PROBLÈME 1>
Relevez, dans leur ordre d'apparition, tous les nombres écrits en chiffres dans le texte sur la réduction des coûts administratifs.
PROBLÈME 2>
D'après le texte sur la réduction des coûts administratifs, de quelle obligation la Commission propose-t-elle d'exempter certaines petites entreprises ?
PROBLÈME 3>
Poursuivez le texte sur la réduction des coûts administratifs à partir de sa dernière phrase.

TEXTE À LIRE>
C’est une bonne idée qui dérape… Sur la base d’une proposition formulée par la Commission en 2007, l’Union européenne s’était donné “l’objectif de réduire de 25 % d’ici à 2012 les coûts administratifs imposés aux entreprises par la législation communautaire”.
Une légitime volonté de réduire les coûts administratifs
On ne peut bien sûr que souscrire à une telle politique. Les entreprises européennes et singulièrement les PME sont confrontées à une conjoncture économique extrêmement difficile ainsi qu’à une rude concurrence. Dès lors, alléger le poids des obligations administratives qui pèsent sur elles est une démarche de bon sens. Selon un communiqué de la Commission, publié le 22 octobre dernier, “les mesures proposées et celles en préparation devraient permettre aux entreprises d’économiser environ 40,4 milliards d’euros sur les 123,8 milliards d’euros dépensés pour les formalités résultant de 72 textes juridiques communautaires”.
Baisse de la prévention des risques : une triple erreur
Hélas, cette bonne politique est entachée par un faux pas de taille dans le choix des mesures à venir. En effet, parmi d’autres suggestions, la Commission propose d’exempter certaines petites entreprises de l’obligation d’établir une évaluation des risques. Il s’agit là d’une triple erreur.

LES DONNÉES>
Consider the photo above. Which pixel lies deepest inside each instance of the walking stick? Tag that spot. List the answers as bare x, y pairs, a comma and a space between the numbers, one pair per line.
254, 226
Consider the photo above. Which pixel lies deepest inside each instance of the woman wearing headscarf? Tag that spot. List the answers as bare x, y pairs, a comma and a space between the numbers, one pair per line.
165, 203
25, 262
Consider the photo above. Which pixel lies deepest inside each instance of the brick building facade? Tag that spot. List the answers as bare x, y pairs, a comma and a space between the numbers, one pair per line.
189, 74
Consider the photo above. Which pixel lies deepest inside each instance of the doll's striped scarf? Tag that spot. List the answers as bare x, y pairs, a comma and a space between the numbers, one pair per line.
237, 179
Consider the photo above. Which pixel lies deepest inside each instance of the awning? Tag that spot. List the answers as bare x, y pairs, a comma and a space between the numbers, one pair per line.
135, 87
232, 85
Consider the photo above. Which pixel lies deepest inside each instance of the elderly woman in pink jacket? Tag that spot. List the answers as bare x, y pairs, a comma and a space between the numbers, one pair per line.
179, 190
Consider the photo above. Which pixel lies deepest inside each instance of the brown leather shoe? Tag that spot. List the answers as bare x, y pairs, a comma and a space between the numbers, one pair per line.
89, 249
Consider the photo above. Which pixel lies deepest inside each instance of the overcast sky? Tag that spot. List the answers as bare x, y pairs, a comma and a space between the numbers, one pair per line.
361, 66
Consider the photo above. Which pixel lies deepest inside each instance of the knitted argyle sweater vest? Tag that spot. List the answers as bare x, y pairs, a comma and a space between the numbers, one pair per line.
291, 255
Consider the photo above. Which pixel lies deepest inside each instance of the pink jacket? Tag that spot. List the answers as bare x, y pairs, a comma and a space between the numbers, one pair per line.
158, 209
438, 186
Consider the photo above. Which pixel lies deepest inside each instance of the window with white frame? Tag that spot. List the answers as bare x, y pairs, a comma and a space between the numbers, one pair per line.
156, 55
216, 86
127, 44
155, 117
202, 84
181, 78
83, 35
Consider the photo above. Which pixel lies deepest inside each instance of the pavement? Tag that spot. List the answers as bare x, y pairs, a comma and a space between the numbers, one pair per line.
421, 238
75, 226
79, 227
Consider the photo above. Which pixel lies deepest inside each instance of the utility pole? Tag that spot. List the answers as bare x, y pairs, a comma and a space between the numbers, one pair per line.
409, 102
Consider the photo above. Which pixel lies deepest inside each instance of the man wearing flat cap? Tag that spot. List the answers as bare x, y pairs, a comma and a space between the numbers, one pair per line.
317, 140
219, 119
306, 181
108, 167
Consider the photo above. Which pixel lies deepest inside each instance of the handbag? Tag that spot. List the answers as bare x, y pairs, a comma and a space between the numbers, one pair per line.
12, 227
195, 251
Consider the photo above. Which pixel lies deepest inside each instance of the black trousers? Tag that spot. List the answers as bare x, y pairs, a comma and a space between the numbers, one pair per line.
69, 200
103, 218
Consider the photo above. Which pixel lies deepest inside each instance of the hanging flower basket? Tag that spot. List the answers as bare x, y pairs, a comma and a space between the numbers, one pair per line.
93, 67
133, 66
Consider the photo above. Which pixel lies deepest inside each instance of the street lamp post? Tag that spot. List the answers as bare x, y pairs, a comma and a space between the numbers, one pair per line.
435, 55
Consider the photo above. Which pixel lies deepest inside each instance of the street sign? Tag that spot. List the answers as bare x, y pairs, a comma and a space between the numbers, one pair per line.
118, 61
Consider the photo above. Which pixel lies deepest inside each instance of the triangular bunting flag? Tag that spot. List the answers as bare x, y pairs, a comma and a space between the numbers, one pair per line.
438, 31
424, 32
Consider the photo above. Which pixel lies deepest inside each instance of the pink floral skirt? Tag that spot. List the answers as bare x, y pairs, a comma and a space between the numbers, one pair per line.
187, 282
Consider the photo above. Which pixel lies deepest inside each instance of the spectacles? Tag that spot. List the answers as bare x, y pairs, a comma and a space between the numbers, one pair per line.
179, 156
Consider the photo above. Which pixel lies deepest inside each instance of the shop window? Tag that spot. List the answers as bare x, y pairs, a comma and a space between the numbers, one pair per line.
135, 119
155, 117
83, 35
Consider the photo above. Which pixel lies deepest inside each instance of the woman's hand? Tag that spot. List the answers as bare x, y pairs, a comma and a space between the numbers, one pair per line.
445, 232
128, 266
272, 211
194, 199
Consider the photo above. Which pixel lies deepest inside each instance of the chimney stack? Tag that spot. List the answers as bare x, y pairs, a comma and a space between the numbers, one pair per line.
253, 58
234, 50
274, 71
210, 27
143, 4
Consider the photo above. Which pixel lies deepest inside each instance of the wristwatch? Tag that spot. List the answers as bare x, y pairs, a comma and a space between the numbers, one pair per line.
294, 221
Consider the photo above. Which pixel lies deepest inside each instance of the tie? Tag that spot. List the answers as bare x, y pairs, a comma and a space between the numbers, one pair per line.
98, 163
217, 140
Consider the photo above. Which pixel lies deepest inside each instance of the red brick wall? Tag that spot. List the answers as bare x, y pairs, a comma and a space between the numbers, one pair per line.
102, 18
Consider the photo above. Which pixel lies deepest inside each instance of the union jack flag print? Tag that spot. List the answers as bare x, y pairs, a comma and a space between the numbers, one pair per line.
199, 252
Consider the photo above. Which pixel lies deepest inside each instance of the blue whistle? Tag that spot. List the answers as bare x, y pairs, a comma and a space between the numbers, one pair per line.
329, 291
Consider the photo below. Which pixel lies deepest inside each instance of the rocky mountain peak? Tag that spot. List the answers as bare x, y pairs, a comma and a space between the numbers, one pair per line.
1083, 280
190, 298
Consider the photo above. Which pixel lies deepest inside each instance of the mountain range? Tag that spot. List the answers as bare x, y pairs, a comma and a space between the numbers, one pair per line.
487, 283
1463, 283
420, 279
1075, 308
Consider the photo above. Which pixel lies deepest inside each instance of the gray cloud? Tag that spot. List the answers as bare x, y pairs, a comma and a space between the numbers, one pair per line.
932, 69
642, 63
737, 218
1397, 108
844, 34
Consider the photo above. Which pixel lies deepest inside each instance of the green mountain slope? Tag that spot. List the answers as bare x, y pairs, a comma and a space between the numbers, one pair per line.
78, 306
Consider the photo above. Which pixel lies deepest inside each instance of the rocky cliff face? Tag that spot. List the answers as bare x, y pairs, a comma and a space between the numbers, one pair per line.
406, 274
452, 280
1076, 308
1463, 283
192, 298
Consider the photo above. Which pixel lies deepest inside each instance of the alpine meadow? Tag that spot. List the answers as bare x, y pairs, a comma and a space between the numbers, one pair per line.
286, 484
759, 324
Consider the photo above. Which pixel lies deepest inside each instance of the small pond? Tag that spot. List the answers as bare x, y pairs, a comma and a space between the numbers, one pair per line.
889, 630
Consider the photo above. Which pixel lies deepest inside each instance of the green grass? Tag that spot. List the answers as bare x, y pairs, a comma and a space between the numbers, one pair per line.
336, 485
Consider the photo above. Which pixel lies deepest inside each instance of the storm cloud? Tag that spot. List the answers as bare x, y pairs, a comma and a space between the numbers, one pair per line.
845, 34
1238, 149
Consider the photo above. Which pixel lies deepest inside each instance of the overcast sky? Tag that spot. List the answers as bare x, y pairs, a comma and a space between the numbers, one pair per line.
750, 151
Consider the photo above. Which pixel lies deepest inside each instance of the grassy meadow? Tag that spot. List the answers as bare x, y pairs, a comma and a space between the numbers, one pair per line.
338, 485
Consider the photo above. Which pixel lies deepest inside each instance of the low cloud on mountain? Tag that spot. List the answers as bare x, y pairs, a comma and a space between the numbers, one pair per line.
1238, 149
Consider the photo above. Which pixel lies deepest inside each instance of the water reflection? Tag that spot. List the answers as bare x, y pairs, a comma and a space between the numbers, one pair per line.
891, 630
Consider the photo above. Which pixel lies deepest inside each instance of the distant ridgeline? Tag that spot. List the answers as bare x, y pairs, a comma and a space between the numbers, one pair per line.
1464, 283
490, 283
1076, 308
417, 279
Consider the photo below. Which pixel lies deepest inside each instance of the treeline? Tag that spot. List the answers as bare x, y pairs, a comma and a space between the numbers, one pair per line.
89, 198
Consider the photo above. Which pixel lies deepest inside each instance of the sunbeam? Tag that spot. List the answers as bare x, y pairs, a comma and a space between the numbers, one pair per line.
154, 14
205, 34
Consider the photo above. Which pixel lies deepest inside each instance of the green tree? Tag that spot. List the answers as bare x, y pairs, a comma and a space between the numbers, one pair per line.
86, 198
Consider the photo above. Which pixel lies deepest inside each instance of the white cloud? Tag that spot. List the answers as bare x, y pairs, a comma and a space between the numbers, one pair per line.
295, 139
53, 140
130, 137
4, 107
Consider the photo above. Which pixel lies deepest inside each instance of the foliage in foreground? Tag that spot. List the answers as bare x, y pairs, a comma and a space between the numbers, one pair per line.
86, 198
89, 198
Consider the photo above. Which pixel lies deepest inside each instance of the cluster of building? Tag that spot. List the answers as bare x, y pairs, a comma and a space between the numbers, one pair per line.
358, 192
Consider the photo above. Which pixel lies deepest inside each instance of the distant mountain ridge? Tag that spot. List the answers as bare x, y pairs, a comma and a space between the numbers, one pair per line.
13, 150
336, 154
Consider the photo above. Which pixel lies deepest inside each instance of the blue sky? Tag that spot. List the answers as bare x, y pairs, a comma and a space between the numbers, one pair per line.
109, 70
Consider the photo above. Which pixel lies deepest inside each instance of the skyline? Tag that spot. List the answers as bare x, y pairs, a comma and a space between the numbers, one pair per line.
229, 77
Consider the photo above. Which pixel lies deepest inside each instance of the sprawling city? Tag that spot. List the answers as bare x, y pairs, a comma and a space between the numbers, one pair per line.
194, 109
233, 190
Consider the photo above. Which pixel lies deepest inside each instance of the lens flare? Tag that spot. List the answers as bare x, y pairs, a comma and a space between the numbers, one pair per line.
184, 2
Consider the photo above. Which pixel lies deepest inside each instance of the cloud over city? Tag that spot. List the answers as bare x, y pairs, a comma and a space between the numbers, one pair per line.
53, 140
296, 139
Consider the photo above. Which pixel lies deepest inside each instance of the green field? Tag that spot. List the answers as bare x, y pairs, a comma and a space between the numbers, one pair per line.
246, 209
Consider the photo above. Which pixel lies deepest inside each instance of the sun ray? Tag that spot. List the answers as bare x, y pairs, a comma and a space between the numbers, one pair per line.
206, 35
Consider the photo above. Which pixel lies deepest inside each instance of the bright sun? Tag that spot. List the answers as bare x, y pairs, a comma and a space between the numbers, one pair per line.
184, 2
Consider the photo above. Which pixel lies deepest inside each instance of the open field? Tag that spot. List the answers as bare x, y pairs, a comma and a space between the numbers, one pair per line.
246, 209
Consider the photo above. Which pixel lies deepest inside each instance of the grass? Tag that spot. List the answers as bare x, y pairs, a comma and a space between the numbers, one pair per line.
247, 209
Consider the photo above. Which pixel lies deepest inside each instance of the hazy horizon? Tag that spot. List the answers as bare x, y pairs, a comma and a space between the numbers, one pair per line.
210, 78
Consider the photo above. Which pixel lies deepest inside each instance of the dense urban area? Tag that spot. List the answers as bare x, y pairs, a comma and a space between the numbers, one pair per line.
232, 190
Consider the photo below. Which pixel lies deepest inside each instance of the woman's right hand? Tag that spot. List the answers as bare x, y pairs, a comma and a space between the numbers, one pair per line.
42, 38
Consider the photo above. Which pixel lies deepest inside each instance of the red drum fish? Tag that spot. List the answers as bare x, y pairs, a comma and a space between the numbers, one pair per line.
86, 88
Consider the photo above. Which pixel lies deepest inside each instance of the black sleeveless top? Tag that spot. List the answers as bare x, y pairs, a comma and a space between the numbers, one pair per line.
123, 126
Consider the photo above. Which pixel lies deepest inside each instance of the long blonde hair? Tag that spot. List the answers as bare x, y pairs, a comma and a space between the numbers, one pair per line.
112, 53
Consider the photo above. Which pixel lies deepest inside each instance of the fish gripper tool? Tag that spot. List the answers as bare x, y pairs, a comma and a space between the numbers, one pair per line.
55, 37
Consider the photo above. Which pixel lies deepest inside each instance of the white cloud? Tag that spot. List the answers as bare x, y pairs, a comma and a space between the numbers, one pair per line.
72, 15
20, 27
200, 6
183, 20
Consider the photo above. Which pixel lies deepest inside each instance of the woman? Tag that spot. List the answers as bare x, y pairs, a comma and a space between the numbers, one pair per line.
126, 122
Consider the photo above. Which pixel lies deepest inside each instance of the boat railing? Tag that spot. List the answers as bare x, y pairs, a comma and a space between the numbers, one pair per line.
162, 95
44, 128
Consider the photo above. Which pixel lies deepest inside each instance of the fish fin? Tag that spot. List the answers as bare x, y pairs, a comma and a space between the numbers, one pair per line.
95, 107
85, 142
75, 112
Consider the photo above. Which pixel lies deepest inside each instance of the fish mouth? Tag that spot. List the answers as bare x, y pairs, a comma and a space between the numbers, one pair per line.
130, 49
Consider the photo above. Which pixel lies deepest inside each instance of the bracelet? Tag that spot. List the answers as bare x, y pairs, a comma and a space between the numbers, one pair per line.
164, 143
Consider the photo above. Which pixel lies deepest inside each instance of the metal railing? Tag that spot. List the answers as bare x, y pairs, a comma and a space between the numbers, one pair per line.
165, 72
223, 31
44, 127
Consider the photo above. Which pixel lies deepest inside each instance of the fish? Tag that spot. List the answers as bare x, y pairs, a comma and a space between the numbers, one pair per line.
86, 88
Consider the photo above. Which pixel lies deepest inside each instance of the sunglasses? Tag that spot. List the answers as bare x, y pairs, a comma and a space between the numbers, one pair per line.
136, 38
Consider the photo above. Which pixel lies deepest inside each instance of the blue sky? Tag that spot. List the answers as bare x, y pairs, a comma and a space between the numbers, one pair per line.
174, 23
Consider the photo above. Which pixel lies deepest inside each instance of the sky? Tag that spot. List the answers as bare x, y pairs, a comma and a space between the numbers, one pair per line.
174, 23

RÉPONSE FINALE 1>
2007, 25, 2012, 22, 40,4, 123,8, 72

RÉPONSE FINALE 2>
De l'obligation d'établir une évaluation des risques.

RÉPONSE FINALE 3>
Une erreur de perception.
En effet, l’évaluation des risques professionnels est certes une obligation légale. Mais elle ne peut décemment être qualifiée de “formalité administrative”. Ainsi, le document unique d’évaluation des risques est tout sauf un simple formulaire administratif. Il est le résultat d’une démarche extrêmement concrète, menée sur le terrain. Il débouche sur une réelle prise de conscience par les employeurs et les travailleurs des risques encourus sur le lieu de travail. Loin de constituer une “paperasse” de plus, le document unique constitue la première étape d’une politique cohérente de réduction des risques.
Une erreur de ciblage
Car, comme l’a bien relevé l’Institut syndical européen (Etui) dans un communiqué du 23 octobre dernier, le choix d’exempter les petites entreprises est “totalement illogique”. En effet, comme le rappellent les syndicats, “ce sont probablement les petites entreprises qui ont le plus grand besoin d'une évaluation des risques dans la mesure où elles sont peu habituées à une approche systématique et préventive des risques du travail”. C’est donc bien dans ces sociétés que se situent les principales marges de progrès.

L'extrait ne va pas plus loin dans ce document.